§ Exercise details: Nothing may be dropped or altered: reproduce all the data.

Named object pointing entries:
>> begin

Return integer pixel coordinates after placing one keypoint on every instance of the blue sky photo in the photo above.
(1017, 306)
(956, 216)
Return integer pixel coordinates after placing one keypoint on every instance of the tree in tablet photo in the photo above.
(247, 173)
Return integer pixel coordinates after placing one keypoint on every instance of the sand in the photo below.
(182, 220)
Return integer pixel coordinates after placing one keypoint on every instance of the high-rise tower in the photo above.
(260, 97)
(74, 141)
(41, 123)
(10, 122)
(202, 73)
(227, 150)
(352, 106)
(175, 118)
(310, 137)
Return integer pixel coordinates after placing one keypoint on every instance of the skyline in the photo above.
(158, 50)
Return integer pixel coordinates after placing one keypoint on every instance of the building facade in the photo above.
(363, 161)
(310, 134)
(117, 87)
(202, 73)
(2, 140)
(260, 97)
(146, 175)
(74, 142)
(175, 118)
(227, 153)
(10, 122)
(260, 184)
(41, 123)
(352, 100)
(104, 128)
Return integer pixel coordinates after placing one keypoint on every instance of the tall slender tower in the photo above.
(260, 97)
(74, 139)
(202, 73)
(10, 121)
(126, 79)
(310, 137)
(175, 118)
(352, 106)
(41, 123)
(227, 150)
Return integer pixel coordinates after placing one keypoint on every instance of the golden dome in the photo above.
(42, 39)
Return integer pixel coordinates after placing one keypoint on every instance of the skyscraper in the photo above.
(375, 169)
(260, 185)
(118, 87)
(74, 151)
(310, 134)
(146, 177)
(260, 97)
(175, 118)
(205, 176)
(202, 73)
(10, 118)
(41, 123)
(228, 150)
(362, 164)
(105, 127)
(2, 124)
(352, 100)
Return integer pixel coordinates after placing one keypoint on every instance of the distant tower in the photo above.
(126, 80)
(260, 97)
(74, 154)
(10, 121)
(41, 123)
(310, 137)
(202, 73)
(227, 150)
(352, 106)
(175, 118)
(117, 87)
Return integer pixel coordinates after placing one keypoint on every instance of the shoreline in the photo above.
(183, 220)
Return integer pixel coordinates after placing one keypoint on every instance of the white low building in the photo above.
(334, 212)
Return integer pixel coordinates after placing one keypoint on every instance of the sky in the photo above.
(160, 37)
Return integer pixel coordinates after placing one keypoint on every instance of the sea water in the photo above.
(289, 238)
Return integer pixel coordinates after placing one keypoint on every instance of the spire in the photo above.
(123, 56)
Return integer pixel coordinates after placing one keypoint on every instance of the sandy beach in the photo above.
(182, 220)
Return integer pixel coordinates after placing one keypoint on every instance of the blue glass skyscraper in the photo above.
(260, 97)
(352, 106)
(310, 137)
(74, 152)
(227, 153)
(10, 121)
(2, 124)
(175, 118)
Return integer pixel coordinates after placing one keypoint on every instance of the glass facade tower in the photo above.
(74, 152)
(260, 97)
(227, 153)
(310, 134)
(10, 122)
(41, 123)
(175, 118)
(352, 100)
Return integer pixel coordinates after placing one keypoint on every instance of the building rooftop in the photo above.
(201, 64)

>> end

§ Output for this exercise:
Return integer pixel coordinates after placing one keypoint on every instance of the blue sky photo in the photo above.
(1017, 306)
(956, 216)
Return integer pixel coordinates after placing one keypoint on every instance of the tree in tablet photo in the photo above.
(247, 173)
Return integer pixel coordinates after placing one keypoint on every instance of the sand in the photo below.
(182, 220)
Return integer pixel coordinates after placing one keypoint on every instance of the high-rise tower in the photo above.
(260, 97)
(74, 141)
(41, 123)
(10, 122)
(202, 73)
(227, 150)
(352, 106)
(175, 118)
(310, 137)
Return integer pixel coordinates after placing one keypoint on every instance of the skyline in the photo above.
(158, 50)
Return integer pixel coordinates after placing one keypoint on every instance of the building facade in the photo above.
(363, 161)
(310, 134)
(117, 87)
(202, 73)
(2, 140)
(260, 97)
(146, 175)
(74, 142)
(175, 118)
(227, 153)
(10, 122)
(260, 184)
(41, 123)
(352, 100)
(104, 128)
Return integer pixel coordinates after placing one keypoint on every instance of the tall slender tower in the photo above.
(260, 97)
(74, 139)
(202, 73)
(10, 121)
(126, 79)
(310, 137)
(175, 118)
(352, 106)
(41, 123)
(227, 150)
Return integer pixel coordinates after placing one keypoint on every instance of the golden dome in the photo above.
(42, 39)
Return integer pixel coordinates after placing one keypoint on every instance of the skyscraper in the photo above.
(375, 169)
(260, 185)
(118, 87)
(74, 151)
(310, 134)
(146, 177)
(260, 97)
(175, 118)
(205, 176)
(202, 73)
(10, 118)
(41, 123)
(228, 150)
(362, 164)
(105, 127)
(2, 124)
(352, 100)
Return integer pixel coordinates after placing one keypoint on every instance of the distant tower in the photo above.
(126, 80)
(260, 97)
(74, 154)
(10, 121)
(41, 123)
(310, 137)
(202, 73)
(227, 150)
(352, 106)
(175, 118)
(117, 87)
Return integer pixel coordinates after placing one keypoint on every instance of the shoreline in the photo above.
(183, 220)
Return integer pixel coordinates after placing one keypoint on every instance of the white low building in the photo above.
(334, 212)
Return integer pixel coordinates after placing one keypoint on every instance of the sky in the photo above.
(160, 37)
Return integer pixel coordinates after placing one keypoint on every instance of the sea water in the photo above.
(289, 238)
Return integer pixel coordinates after placing one keypoint on every instance of the spire in the photo above.
(123, 56)
Return integer pixel coordinates after placing one keypoint on every instance of the sandy beach in the photo above.
(182, 220)
Return integer pixel coordinates after placing one keypoint on every instance of the blue glass skyscraper in the photo above.
(260, 97)
(352, 106)
(310, 137)
(74, 152)
(227, 153)
(10, 121)
(2, 124)
(175, 118)
Return integer pixel coordinates after placing one keypoint on every instance of the glass facade tower in the photo above.
(74, 152)
(260, 97)
(227, 153)
(310, 134)
(10, 122)
(41, 123)
(175, 118)
(352, 100)
Return integer pixel coordinates after placing one keypoint on every instance of the building rooftop in the photo above.
(201, 64)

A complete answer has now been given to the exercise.